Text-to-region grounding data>
———
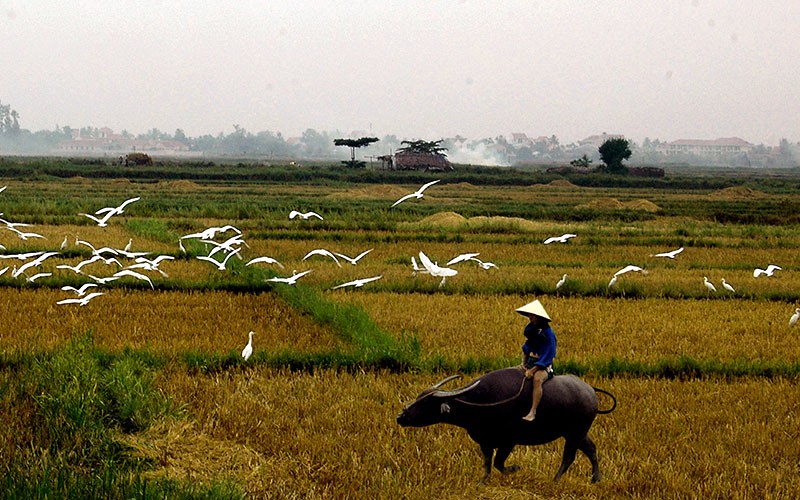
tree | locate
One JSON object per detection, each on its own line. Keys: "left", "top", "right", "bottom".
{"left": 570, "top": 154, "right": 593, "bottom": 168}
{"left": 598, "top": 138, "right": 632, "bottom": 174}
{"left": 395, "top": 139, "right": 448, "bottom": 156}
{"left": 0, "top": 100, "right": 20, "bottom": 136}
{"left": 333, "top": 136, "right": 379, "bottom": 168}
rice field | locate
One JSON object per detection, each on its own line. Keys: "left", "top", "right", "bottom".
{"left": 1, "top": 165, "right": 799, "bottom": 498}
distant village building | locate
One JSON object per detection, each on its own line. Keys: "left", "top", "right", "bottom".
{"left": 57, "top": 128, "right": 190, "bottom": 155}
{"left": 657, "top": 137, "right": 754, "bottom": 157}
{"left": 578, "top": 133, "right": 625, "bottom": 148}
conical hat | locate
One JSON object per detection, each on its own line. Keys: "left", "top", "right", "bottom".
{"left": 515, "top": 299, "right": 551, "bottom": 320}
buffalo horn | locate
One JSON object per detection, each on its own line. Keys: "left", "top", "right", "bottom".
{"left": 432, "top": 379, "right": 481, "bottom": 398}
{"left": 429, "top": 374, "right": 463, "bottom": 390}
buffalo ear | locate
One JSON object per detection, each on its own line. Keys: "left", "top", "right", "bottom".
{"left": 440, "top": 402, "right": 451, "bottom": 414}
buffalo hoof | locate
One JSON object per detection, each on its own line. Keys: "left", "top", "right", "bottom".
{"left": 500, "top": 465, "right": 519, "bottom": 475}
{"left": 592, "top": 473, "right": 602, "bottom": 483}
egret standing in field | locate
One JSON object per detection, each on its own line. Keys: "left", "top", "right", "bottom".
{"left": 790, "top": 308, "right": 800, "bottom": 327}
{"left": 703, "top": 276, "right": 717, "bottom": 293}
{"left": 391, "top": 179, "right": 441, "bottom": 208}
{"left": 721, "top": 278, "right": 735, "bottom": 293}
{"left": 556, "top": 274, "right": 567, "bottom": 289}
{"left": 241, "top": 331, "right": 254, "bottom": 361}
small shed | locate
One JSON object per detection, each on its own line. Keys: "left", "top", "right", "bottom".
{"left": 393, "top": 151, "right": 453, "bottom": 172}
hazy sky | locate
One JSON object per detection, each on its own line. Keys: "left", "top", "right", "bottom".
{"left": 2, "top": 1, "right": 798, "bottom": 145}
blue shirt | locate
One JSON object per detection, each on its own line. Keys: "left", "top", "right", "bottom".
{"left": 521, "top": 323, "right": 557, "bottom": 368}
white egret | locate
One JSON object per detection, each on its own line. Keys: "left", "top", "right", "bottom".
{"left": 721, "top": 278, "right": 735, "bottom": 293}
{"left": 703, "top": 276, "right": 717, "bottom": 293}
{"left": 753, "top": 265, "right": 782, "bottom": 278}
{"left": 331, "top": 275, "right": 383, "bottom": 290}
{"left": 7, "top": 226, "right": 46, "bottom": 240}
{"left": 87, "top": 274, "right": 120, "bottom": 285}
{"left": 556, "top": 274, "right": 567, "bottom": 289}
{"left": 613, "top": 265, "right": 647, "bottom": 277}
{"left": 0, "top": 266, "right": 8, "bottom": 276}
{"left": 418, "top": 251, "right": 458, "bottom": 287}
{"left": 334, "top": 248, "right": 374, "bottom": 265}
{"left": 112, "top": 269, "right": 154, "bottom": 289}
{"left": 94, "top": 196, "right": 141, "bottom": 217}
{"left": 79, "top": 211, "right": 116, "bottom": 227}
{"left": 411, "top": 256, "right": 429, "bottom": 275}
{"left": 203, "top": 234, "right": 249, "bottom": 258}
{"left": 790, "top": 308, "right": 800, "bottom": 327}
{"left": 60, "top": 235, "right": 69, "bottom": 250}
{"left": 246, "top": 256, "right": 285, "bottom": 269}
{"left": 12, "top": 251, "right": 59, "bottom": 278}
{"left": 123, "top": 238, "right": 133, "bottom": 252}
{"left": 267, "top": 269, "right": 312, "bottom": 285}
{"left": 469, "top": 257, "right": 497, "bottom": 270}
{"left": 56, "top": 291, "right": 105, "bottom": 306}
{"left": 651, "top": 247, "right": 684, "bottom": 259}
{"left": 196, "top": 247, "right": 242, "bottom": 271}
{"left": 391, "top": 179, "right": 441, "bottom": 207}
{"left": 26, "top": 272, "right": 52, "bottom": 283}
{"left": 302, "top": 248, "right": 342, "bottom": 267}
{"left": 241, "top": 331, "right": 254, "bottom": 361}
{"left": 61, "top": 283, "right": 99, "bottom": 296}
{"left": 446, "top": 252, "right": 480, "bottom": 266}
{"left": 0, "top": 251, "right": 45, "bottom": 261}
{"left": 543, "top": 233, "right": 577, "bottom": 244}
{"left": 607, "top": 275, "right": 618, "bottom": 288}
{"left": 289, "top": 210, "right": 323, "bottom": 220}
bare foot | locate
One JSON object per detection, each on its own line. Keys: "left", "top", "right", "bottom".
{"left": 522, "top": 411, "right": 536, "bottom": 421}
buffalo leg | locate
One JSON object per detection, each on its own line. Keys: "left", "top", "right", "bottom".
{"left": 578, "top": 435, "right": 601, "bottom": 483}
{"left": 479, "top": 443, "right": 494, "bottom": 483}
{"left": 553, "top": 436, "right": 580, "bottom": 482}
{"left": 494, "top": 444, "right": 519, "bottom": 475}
———
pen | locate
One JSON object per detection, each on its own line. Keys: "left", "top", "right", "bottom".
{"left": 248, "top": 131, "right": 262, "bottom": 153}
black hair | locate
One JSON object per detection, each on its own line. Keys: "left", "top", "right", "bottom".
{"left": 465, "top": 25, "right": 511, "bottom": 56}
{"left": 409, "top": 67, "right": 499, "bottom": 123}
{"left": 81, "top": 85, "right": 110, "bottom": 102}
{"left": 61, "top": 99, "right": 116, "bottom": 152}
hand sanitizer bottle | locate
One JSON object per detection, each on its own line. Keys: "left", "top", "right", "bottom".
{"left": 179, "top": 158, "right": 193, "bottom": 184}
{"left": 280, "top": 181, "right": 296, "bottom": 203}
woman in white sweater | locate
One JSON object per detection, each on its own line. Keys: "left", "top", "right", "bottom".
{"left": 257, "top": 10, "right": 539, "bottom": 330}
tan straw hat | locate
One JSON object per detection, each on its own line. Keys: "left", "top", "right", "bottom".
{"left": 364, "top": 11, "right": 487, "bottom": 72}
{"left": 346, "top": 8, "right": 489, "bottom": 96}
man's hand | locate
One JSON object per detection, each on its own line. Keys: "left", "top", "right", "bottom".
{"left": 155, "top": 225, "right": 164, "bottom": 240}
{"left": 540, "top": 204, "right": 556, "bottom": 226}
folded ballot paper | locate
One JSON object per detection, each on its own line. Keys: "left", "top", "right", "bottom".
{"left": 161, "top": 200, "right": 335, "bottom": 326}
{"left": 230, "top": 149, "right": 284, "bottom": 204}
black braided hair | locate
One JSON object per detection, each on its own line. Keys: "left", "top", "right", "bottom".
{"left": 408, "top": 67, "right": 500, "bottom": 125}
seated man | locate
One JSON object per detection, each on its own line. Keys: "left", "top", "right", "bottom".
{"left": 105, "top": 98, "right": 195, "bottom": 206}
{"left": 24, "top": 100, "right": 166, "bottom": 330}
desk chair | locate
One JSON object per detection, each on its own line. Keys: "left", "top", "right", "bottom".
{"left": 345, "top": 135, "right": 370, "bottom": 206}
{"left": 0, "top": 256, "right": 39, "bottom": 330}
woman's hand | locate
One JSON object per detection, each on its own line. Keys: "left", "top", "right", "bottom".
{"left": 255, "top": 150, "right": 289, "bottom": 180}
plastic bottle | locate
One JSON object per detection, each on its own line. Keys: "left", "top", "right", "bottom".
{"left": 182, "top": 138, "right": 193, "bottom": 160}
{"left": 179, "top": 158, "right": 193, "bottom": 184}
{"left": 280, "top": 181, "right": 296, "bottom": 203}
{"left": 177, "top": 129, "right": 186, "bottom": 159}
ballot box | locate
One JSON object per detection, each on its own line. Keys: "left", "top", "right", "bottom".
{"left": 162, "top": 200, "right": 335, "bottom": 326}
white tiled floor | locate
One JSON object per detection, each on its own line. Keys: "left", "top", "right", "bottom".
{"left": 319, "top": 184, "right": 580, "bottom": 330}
———
Work request>
Using the records above, set down exactly the lines from the one with "conical hat | locate" through the one with "buffalo ear | locate", inclusive, and nothing more.

Written response>
conical hat | locate
One JSON object per detection, each on its own line. Keys: "left", "top", "right", "bottom".
{"left": 515, "top": 299, "right": 551, "bottom": 320}
buffalo horn | locate
One JSON object per detection, each on its own line. Keys: "left", "top", "right", "bottom".
{"left": 432, "top": 379, "right": 481, "bottom": 398}
{"left": 429, "top": 374, "right": 463, "bottom": 390}
buffalo ear | locate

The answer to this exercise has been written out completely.